DIRECTIONS FOR THIS TASK: Please give back only the stretch of material from the line containing "[pin] index finger" through the end of the material, substituting "laptop screen" for "computer monitor" and leaving everything else unchanged.

=-=-=-=-=

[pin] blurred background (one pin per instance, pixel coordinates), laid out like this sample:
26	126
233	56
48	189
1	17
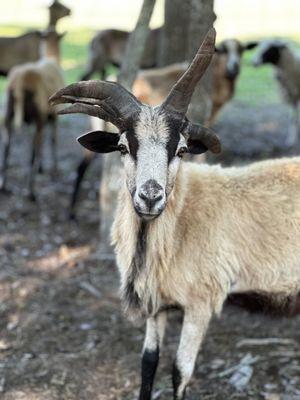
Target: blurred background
62	334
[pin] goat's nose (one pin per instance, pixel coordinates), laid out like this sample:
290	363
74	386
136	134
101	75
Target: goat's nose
151	193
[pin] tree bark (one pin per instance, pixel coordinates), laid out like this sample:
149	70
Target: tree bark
136	45
111	182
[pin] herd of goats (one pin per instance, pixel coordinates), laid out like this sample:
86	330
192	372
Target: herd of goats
186	234
31	63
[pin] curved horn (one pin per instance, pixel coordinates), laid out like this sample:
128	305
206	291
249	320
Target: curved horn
105	100
180	95
206	136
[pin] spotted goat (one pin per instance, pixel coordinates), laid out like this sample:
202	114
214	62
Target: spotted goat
286	63
187	234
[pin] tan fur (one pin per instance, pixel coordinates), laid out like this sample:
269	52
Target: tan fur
42	78
222	230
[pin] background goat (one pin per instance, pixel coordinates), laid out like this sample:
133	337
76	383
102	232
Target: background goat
29	87
26	48
287	72
188	234
152	86
108	47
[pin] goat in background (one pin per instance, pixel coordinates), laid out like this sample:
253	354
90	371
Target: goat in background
29	88
286	64
188	234
26	48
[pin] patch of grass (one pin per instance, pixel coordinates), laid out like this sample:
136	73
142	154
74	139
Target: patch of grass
255	86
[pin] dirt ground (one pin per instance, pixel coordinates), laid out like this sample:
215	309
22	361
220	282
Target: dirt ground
62	335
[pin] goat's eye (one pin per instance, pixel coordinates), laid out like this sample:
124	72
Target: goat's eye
181	151
123	149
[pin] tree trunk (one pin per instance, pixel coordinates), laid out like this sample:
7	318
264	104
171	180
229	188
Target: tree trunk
174	35
110	183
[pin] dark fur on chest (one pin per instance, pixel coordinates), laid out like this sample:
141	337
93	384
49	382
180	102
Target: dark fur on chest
138	263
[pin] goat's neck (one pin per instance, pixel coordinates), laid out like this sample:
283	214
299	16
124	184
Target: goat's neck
160	233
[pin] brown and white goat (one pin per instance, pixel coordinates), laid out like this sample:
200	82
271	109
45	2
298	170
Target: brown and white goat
226	66
152	86
26	48
286	64
189	234
108	47
28	91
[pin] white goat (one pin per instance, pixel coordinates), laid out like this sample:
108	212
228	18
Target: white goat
287	72
28	91
187	234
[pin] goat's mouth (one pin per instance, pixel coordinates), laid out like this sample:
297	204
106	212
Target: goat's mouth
148	216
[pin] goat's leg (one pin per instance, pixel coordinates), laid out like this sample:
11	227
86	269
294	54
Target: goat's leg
293	130
6	141
80	173
153	340
54	146
195	324
35	158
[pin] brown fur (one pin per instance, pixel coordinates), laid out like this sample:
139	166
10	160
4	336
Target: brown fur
26	48
223	230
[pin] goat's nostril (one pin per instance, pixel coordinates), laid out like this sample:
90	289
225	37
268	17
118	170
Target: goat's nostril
150	200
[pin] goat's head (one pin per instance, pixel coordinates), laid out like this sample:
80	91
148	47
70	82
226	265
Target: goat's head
58	10
269	52
150	140
233	50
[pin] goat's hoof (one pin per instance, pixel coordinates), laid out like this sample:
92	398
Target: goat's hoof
32	197
4	190
72	217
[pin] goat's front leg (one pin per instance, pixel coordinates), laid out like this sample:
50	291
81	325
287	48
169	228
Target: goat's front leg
54	146
195	324
153	340
35	158
6	140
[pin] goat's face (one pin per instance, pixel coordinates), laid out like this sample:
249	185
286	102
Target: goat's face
269	52
232	50
151	140
58	10
151	155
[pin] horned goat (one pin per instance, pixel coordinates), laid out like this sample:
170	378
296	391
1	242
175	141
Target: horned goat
108	47
188	234
28	91
286	64
152	85
26	48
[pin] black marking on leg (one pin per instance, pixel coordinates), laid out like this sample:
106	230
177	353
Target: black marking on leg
131	298
149	365
177	379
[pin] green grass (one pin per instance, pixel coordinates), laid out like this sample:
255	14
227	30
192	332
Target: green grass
256	86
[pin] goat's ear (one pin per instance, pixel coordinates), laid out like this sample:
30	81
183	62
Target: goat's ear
62	35
196	146
220	49
99	141
250	45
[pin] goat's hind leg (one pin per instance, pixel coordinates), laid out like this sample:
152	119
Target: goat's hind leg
6	142
153	340
195	324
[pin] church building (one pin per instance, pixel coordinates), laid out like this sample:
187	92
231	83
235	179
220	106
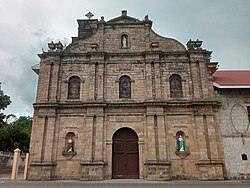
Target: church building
122	102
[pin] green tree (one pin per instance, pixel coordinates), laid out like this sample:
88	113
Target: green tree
16	134
4	103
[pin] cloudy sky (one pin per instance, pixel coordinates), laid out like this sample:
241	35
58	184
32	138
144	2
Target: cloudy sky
26	26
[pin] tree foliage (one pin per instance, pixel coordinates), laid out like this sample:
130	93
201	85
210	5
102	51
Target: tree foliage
4	102
16	134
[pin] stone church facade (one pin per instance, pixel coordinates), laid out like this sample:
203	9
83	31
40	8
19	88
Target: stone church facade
123	102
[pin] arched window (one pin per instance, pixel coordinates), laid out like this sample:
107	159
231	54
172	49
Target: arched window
180	141
124	41
175	86
74	87
124	87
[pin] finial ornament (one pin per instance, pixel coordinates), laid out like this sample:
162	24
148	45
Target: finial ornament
89	15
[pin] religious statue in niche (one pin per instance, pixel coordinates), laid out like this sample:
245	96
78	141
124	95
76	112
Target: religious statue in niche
124	40
181	143
69	149
70	145
181	150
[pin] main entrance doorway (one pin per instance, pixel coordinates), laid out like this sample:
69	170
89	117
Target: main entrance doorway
125	155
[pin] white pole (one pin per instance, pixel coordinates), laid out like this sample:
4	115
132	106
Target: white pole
26	166
15	164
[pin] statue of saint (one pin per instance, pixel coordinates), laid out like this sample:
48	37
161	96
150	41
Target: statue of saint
70	145
181	143
124	41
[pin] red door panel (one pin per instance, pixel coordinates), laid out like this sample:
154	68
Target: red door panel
125	155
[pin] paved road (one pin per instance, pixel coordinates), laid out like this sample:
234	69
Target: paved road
125	184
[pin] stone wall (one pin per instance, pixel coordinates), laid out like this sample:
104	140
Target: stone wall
234	124
152	112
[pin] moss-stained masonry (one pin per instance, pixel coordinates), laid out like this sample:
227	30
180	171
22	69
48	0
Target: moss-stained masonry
157	110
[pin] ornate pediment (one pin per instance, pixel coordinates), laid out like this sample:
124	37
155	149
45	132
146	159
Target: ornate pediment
124	18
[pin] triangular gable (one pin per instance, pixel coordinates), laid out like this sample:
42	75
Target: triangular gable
124	19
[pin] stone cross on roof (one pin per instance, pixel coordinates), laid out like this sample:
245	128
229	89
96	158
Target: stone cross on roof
89	15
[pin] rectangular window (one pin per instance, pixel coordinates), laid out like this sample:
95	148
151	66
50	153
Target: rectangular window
248	111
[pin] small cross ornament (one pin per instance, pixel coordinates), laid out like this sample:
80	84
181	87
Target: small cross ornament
89	15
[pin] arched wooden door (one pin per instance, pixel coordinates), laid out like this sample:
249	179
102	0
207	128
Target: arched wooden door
125	155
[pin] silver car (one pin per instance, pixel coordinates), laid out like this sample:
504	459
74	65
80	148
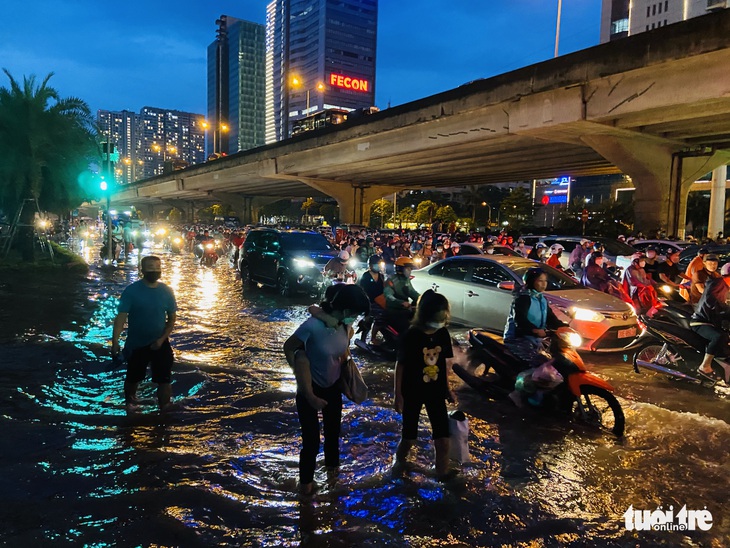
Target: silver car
480	292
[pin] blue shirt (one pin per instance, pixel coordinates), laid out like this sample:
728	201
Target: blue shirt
325	347
148	308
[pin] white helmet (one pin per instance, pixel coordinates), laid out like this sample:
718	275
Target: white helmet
556	248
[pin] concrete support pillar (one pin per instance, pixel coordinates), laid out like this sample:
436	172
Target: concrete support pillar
717	202
353	200
661	176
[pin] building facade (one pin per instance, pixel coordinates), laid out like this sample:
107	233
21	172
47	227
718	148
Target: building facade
152	142
320	54
236	87
620	18
122	130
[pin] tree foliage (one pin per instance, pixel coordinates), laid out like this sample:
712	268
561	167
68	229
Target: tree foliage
47	144
381	212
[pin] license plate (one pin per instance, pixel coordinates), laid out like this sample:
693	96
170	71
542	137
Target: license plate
624	333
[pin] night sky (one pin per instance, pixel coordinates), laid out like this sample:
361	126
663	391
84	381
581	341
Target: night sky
126	55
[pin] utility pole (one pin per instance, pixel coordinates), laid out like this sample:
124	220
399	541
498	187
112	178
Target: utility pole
557	27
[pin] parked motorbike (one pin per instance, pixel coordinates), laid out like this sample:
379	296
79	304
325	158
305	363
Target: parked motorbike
668	345
577	394
386	345
209	257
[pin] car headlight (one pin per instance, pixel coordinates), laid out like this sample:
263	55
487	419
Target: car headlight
303	263
586	315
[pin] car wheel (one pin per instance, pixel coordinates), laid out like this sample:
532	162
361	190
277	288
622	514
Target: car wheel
283	285
245	274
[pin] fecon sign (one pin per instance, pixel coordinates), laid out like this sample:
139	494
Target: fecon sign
348	82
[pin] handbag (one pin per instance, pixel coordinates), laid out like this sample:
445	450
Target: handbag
459	436
351	382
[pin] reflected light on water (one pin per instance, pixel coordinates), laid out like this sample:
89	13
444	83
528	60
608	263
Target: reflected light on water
206	292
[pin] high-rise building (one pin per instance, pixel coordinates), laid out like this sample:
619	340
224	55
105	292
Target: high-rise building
170	139
236	87
620	18
320	54
122	130
152	142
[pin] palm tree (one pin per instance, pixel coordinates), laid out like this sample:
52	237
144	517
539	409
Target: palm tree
47	145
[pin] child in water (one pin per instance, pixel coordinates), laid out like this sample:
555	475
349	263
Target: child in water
424	351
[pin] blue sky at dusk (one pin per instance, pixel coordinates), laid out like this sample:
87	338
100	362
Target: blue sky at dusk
126	55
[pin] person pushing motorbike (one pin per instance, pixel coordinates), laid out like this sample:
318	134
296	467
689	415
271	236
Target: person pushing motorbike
710	313
399	295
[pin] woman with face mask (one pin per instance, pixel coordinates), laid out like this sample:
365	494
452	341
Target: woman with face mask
424	358
317	353
639	286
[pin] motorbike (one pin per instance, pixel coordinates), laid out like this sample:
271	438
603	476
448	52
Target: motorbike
209	256
386	346
493	369
175	245
668	345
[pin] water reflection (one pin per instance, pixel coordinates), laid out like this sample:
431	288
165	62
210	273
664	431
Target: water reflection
221	469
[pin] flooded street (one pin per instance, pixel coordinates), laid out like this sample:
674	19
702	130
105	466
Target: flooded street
221	469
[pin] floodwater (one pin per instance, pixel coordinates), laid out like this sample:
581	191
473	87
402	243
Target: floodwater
221	469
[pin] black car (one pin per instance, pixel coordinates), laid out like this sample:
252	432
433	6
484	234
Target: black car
290	260
689	253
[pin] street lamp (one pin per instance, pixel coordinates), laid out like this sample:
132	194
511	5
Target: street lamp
489	212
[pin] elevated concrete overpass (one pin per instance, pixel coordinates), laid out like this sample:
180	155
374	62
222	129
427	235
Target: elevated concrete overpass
655	106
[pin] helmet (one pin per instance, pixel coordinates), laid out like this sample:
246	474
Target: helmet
531	275
556	248
403	262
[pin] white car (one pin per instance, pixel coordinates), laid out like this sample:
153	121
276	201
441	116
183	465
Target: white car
480	292
664	247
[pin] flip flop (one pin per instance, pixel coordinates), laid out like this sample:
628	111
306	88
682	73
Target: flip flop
711	376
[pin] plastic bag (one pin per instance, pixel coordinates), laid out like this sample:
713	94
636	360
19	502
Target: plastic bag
459	436
352	384
546	376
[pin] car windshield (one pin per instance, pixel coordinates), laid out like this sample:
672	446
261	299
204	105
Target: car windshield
556	280
305	241
616	248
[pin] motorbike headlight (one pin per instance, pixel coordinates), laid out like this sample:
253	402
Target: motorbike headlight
303	263
586	315
574	340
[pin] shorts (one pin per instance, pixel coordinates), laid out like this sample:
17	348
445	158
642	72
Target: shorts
161	361
437	415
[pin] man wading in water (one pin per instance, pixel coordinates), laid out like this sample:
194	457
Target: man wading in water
151	310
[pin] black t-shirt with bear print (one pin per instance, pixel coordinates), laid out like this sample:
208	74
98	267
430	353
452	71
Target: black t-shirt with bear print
423	358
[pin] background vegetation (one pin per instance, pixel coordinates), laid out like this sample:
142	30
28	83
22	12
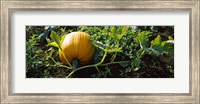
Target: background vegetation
147	50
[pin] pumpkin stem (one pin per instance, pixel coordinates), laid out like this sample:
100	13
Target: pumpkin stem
75	63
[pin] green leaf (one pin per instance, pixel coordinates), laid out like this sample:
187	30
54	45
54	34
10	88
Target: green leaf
54	44
55	37
142	38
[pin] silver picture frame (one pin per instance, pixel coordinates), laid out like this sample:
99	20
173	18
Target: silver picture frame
8	6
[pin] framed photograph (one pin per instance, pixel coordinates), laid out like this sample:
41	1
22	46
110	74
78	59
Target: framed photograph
98	51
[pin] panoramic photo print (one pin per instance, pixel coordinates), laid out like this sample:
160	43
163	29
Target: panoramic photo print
99	51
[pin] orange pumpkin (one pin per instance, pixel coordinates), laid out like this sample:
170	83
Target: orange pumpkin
77	45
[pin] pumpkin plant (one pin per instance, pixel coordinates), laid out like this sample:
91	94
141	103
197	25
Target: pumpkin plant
76	47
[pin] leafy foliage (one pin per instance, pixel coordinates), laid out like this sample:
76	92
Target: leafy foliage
140	51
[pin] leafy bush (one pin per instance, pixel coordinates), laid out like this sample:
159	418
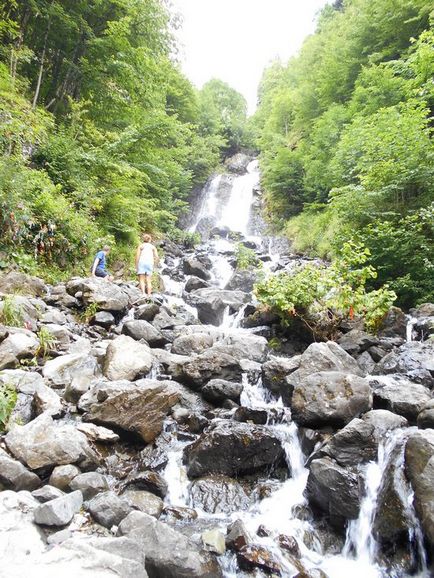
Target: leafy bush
11	313
322	297
8	399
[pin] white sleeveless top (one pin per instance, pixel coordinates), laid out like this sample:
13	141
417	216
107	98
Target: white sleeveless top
147	254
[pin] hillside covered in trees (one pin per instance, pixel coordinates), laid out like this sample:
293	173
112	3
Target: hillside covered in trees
101	135
345	133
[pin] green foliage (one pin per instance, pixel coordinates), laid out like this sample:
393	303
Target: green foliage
322	297
246	258
8	399
47	342
11	313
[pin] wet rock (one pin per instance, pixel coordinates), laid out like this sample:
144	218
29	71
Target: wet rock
60	511
414	359
194	343
62	476
19	344
233	449
140	410
217	390
394	324
144	501
150	481
237	536
214	541
108	509
15	282
192	266
330	398
208	365
14	476
356	341
425	419
98	433
103	319
127	359
62	444
211	303
419	467
90	484
254	556
47	493
399	395
194	283
356	443
218	495
141	329
167	551
334	490
276	370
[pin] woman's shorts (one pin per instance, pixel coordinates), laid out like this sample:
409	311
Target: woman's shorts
144	269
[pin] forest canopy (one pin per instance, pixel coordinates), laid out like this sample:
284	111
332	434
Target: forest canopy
345	134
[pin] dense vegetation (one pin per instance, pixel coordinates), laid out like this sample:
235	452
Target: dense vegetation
345	133
101	135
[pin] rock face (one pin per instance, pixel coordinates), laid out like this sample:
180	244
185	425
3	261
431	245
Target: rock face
140	410
41	444
127	359
330	398
231	449
419	467
167	551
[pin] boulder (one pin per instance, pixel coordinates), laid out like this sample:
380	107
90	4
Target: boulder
218	495
399	395
14	476
356	443
208	365
90	484
330	398
231	449
194	343
334	490
140	329
192	266
60	511
127	359
414	359
419	467
140	410
218	390
425	419
42	443
108	509
167	551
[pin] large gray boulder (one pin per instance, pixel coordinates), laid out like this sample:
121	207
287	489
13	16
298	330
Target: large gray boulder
399	395
168	553
334	490
140	409
414	359
14	476
43	443
60	511
330	398
218	495
127	359
231	449
419	467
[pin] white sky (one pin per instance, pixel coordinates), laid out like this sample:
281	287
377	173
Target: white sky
234	40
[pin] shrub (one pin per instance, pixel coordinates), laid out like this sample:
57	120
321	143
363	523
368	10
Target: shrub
322	297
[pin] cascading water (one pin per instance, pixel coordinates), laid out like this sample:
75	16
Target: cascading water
282	511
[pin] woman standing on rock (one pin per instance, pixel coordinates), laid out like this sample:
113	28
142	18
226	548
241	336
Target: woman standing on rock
146	259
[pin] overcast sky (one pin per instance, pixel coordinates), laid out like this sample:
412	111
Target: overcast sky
234	40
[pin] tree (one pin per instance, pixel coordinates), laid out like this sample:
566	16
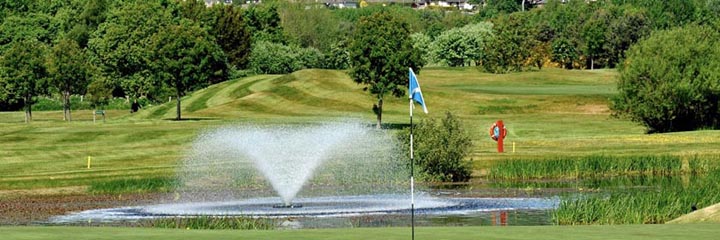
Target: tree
265	23
232	34
441	149
380	54
511	46
564	52
625	31
463	46
669	81
186	58
594	33
68	70
314	27
23	73
100	92
120	46
276	58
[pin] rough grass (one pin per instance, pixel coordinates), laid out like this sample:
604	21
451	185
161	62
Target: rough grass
657	204
600	166
709	214
560	113
629	232
210	222
137	185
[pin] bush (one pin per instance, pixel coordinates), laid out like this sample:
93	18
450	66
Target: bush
440	149
671	81
275	58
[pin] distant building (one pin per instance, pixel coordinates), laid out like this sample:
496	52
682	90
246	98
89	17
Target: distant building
211	2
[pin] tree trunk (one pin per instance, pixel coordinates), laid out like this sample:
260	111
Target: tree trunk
379	114
66	106
178	107
28	109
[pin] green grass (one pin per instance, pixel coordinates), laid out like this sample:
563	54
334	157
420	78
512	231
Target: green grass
560	114
657	204
205	222
599	166
137	185
629	232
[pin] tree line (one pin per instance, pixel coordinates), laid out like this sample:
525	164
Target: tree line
161	49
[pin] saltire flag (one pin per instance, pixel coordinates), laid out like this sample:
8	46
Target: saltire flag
415	93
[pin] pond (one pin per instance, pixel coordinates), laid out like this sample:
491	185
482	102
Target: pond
479	203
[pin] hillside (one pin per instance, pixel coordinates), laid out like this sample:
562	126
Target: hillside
549	113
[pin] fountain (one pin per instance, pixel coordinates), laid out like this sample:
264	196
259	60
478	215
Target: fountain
329	170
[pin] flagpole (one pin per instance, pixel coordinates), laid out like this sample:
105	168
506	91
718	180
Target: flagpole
412	180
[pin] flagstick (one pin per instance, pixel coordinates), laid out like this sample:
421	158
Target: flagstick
412	180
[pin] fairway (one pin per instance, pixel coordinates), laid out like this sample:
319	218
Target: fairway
629	232
552	112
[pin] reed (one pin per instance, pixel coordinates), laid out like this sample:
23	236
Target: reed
597	166
210	222
134	185
657	204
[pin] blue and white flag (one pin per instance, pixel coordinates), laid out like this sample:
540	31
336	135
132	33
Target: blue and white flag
415	93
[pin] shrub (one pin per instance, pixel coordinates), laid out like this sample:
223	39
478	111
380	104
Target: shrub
276	58
441	148
670	81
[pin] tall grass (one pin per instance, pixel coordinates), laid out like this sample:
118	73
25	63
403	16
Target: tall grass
596	166
134	185
210	222
656	205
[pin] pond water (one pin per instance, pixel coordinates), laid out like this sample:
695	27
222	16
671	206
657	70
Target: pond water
479	203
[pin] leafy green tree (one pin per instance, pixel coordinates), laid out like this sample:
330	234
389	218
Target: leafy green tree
23	73
120	46
99	92
381	53
423	43
68	70
564	52
265	23
186	58
594	32
33	25
339	57
463	46
314	27
624	31
511	45
669	81
276	58
441	148
232	34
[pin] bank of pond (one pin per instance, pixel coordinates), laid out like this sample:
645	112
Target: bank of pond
616	189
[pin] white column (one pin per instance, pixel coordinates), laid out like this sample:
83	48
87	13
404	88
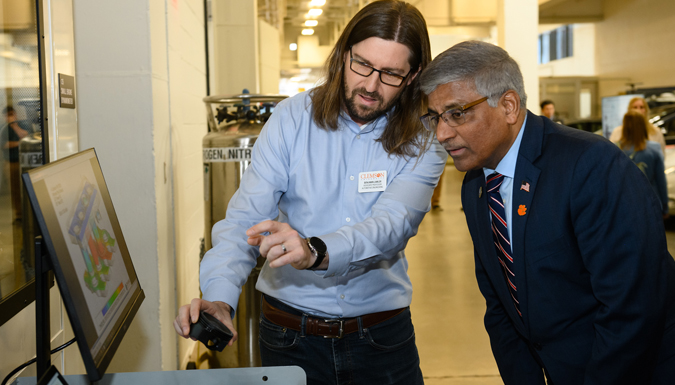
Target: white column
517	24
235	45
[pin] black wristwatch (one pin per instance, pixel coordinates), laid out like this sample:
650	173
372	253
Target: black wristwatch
318	248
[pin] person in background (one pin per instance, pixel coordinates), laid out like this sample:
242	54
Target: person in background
548	110
569	243
12	133
639	104
340	178
645	153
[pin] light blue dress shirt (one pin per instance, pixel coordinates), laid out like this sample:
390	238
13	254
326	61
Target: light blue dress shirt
507	167
308	177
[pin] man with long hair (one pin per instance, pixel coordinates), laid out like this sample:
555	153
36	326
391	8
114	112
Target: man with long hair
340	179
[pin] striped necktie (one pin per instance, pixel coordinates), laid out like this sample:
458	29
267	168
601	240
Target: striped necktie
500	234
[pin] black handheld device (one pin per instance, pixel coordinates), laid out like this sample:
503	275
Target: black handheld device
211	332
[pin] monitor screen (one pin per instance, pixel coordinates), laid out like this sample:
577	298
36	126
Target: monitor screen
92	265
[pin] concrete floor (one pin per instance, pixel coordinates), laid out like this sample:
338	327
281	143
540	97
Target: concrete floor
447	306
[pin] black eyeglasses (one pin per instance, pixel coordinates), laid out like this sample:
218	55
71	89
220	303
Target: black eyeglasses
454	117
386	77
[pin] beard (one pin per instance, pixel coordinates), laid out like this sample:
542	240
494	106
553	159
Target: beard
362	114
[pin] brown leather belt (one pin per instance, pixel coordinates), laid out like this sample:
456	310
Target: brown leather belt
327	328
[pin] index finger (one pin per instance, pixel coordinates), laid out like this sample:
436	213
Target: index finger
262	227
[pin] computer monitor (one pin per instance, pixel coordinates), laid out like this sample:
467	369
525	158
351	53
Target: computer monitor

=-=-=-=-=

COMPLETE ANSWER:
[pin] index finger (one pin per instance, pixel coordinates), laid out like this sample:
436	213
Target: index finger
262	227
[pin] laptop screen (one pin per instance, pixel coordinates), laid out like this sample:
467	369
525	158
351	53
Target: laptop screen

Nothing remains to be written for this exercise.